**Text segment**
# Bear Guide?



## richardjb (Apr 1, 2008)

Any licensed Guide/Houndsman that knows the Daggett/ Three corners area? Any info would help.


----------



## goofy elk (Dec 16, 2007)

Go to MM , Click on Wild West Outfitters ...

Shawn Labrum, Ike , and the boys are from the Uinta basin ...

Contact them, They are one of the few licenessed for Ashley NF, And BLM out there.

Dang good hound guys too..


----------



## Kevin D (Sep 15, 2007)

The Horrocks are also licensed guides from the area, though I don't know what name they operate under.

I dunno Goofy, I have had too many internet battles with Dennis to recommend him. My idea of torture would be to have to ride around in a truck with him for a week listening to his stories.:kev: :mrgreen:


----------



## goofy elk (Dec 16, 2007)

I hear ya Kevin ....

And honastly, I dont know Dennis as well as I know Shawn, 
BUT, I can recomend Shawn though, I'd hunt with him for a week ...


----------



## richardjb (Apr 1, 2008)

Thanks guys. I'm going down to the Expo today. Maybe someone there knows the Horrocks.


----------



## 5pointbull (Mar 4, 2014)

Two dog hunting, is very successful in that area;-)


----------

**Collected material**
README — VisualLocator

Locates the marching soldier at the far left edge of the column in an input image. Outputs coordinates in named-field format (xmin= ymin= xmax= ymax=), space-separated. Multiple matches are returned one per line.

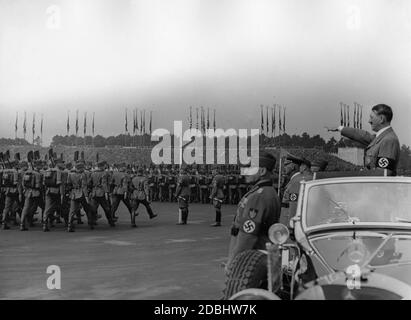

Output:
xmin=1 ymin=157 xmax=24 ymax=230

**Parts of the exercise**
1. Answer these about the bear guide thread:
(a) Which area does richardjb want a guide or houndsman for?
(b) Wild West Outfitters are one of the few licensed for which lands?
(c) Where is richardjb going today?
2. Copy everything from "And honastly, I" down to "knows the Horrocks." in the bear guide thread, substituting "convention" for "Expo".

**Answers per task**
1.
(a) The Daggett/Three corners area.
(b) Ashley NF and BLM out there.
(c) Down to the Expo.

2.
And honastly, I dont know Dennis as well as I know Shawn, 
BUT, I can recomend Shawn though, I'd hunt with him for a week ...


----------



## richardjb (Apr 1, 2008)

Thanks guys. I'm going down to the convention today. Maybe someone there knows the Horrocks.